**Document text:**
/---

Masoud Juma

Personal information
- Full name: Masoud Juma Choka
- Date of birth: 3 February 1996 (age 30)
- Place of birth: Isiolo, Kenya
- Height: 1.87 m (6 ft 2 in)
- Position: Forward

Youth career
- Isiolo Barracks Secondary
- Isiolo Youth FC
- Kambakia Christian Centre

Senior career*
- Years: Team / Apps / (Gls)
- 2014: Shabana / 5 / (5)
- 2014–2016: Bandari / 10 / (8)
- 2016–2017: SoNy Sugar / 28 / (15)
- 2017–2018: Kariobangi Sharks / 31 / (24)
- 2018: Cape Town City / 4 / (1)
- 2018: Dibba Al-Fujairah / 10 / (4)
- 2019: Al-Nasr Benghazi / 0 / (0)
- 2019–2020: JS Kabylie / 10 / (0)
- 2020–2023: Difaâ Hassani El Jadidi / 56 / (16)
- 2023: → Al-Faisaly (loan) / 13 / (8)
- 2023–2024: Al-Jabalain / 10 / (1)
- 2024–2025: Esteghlal / 11 / (3)
- 2025-2026: Nejmeh SC / 21 / (9)

International career^{‡}
- 2015: Kenya U23
- 2017–: Kenya / 27 / (8)

= Masoud Juma =

Kenyan footballer (born 1996)

Masoud Juma Choka (born 3 February 1996) is a Kenyan footballer who last played as a forward for Nejmeh SC and the Kenya national team.

\---

**Written problem:**
Reproduce the Masoud Juma profile between "- 2014: Shabana" and "Esteghlal / 11 / (3)", inclusive, renaming "Bandari" to "Bandari FC". The data here has no connection to the Masoud Juma profile.

Object pointing data rows:
/---

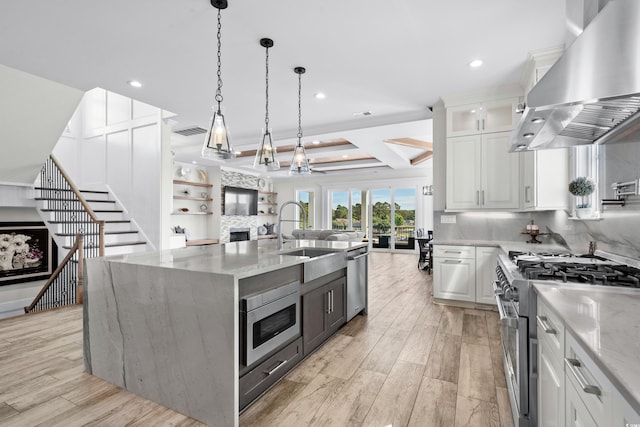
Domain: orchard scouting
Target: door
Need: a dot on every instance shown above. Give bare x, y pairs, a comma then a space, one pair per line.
463, 172
486, 260
454, 278
500, 169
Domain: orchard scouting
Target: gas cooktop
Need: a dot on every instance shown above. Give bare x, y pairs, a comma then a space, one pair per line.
570, 268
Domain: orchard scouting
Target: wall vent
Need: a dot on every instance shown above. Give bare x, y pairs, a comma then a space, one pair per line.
190, 131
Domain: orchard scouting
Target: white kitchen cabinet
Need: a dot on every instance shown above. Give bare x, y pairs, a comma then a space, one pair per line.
486, 260
481, 173
482, 117
551, 394
464, 273
544, 177
454, 273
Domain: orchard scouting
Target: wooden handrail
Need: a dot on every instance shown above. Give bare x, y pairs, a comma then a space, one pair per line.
83, 202
78, 245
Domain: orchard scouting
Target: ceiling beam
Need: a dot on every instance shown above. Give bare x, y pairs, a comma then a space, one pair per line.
411, 142
421, 158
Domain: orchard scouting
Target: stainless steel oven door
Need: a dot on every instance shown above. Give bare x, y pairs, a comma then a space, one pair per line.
270, 326
513, 330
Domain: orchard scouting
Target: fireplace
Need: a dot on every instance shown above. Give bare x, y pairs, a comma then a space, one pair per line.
239, 234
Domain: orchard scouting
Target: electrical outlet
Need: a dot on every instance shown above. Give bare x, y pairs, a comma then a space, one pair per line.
447, 219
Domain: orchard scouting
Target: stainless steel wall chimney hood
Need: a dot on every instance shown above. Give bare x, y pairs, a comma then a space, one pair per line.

\---

**Final answer:**
- 2014: Shabana / 5 / (5)
- 2014–2016: Bandari FC / 10 / (8)
- 2016–2017: SoNy Sugar / 28 / (15)
- 2017–2018: Kariobangi Sharks / 31 / (24)
- 2018: Cape Town City / 4 / (1)
- 2018: Dibba Al-Fujairah / 10 / (4)
- 2019: Al-Nasr Benghazi / 0 / (0)
- 2019–2020: JS Kabylie / 10 / (0)
- 2020–2023: Difaâ Hassani El Jadidi / 56 / (16)
- 2023: → Al-Faisaly (loan) / 13 / (8)
- 2023–2024: Al-Jabalain / 10 / (1)
- 2024–2025: Esteghlal / 11 / (3)